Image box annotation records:
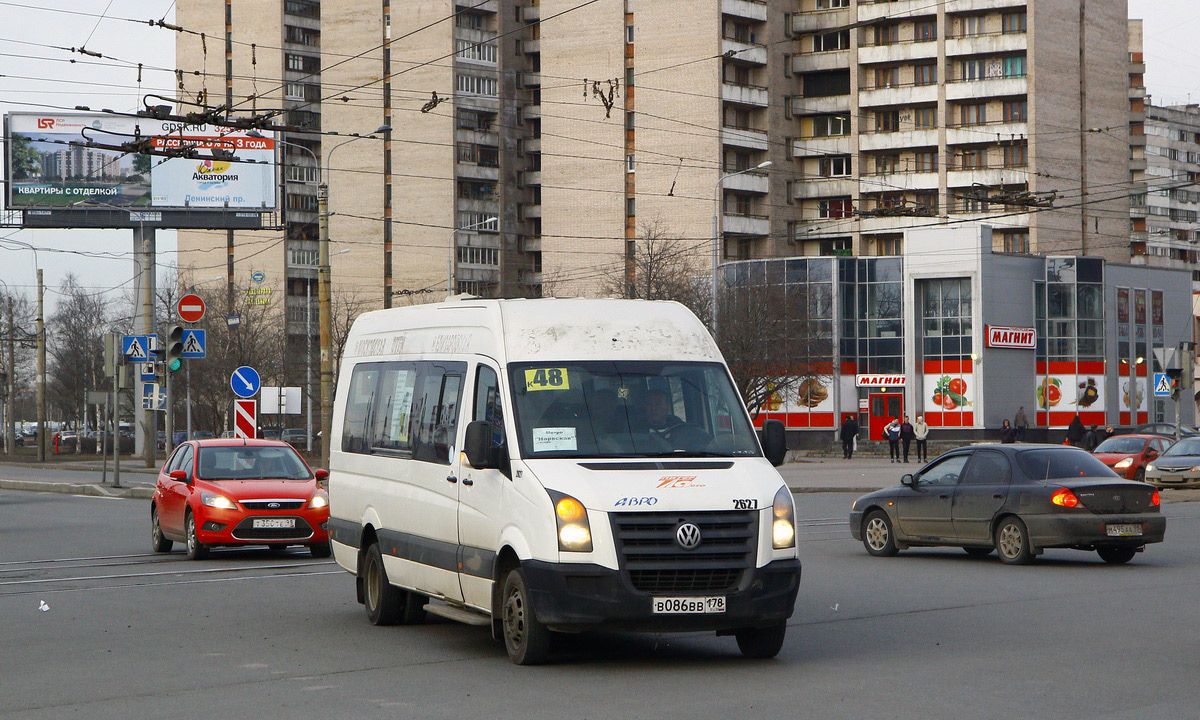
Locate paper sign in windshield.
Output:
[533,427,576,452]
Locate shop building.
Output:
[722,226,1195,444]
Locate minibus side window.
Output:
[342,364,380,454]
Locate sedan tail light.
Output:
[1050,487,1079,508]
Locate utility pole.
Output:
[37,268,46,462]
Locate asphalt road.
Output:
[0,491,1200,720]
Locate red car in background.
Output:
[1093,434,1171,482]
[150,438,330,559]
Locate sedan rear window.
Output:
[1016,448,1116,480]
[198,445,312,480]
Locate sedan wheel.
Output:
[995,516,1033,565]
[1096,547,1138,565]
[150,508,175,552]
[863,510,899,557]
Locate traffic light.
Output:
[164,325,184,372]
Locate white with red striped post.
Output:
[233,398,258,440]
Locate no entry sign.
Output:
[233,400,258,440]
[176,295,204,323]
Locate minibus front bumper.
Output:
[521,559,800,632]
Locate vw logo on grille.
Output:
[676,522,700,550]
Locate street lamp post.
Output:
[713,160,772,338]
[446,217,499,298]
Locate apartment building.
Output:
[175,0,322,385]
[790,0,1129,260]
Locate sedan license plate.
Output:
[652,595,725,614]
[1104,524,1141,538]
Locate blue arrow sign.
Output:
[229,365,263,397]
[179,330,208,358]
[121,335,150,362]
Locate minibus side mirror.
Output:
[762,420,787,468]
[462,420,499,470]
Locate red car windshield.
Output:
[197,445,312,480]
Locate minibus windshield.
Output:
[509,361,761,460]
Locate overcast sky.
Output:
[0,0,1200,314]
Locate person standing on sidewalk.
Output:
[883,418,900,462]
[900,415,917,462]
[1013,406,1030,443]
[838,415,858,460]
[912,415,929,462]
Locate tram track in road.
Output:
[0,553,342,598]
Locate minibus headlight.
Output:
[550,491,592,552]
[200,492,238,510]
[770,485,796,550]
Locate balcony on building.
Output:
[792,136,852,157]
[721,36,767,65]
[946,32,1030,58]
[946,76,1030,102]
[858,128,937,152]
[721,82,770,108]
[721,0,767,23]
[721,125,770,150]
[722,168,770,194]
[788,7,853,35]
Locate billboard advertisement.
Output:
[5,113,278,227]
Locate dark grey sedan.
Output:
[850,444,1166,564]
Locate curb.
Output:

→ GOAL: Scale the material from its beginning through the line with "[462,420,499,470]" by multiplying every bounding-box coordinate by 2.3 and rounding to the nearest whole number, with halves rounding up. Reproduce every other line unchanged, and leave the picture out.

→ FINISHED EXERCISE:
Locate paper sign in windshield.
Output:
[1226,982,1325,1040]
Locate shop building.
Output:
[1661,520,2749,1021]
Locate minibus side window.
Output:
[787,837,874,1044]
Locate sedan tail light.
Output:
[2415,1120,2482,1168]
Locate utility pole.
Output:
[85,616,106,1063]
Locate asphalt road.
Output:
[0,1129,2760,1656]
Locate red car in background.
Output:
[2514,998,2693,1109]
[345,1007,759,1286]
Locate sedan rear window.
Output:
[2337,1030,2567,1104]
[455,1024,718,1104]
Locate sedan wheel.
Output:
[2289,1187,2376,1300]
[2521,1258,2617,1300]
[345,1168,403,1270]
[1985,1173,2068,1281]
Locate traffic light.
Output:
[377,748,423,856]
Locate white with red striped post.
Output:
[536,915,593,1012]
Locate no entry sign.
Output:
[536,920,593,1012]
[405,679,469,743]
Locate minibus front bumper.
Output:
[1198,1286,1840,1454]
Locate vw logo on grille.
Output:
[1555,1201,1610,1265]
Locate street lamp post.
Output:
[1640,368,1776,777]
[1026,499,1148,685]
Locate apartment building.
Output:
[403,0,741,886]
[1817,0,2597,598]
Locate sedan license plate.
Output:
[1500,1369,1668,1412]
[2539,1205,2624,1237]
Locate blue arrow sign.
Output:
[527,840,605,913]
[412,759,478,823]
[278,771,345,833]
Locate minibus side mirror.
Output:
[1753,966,1810,1076]
[1063,966,1148,1081]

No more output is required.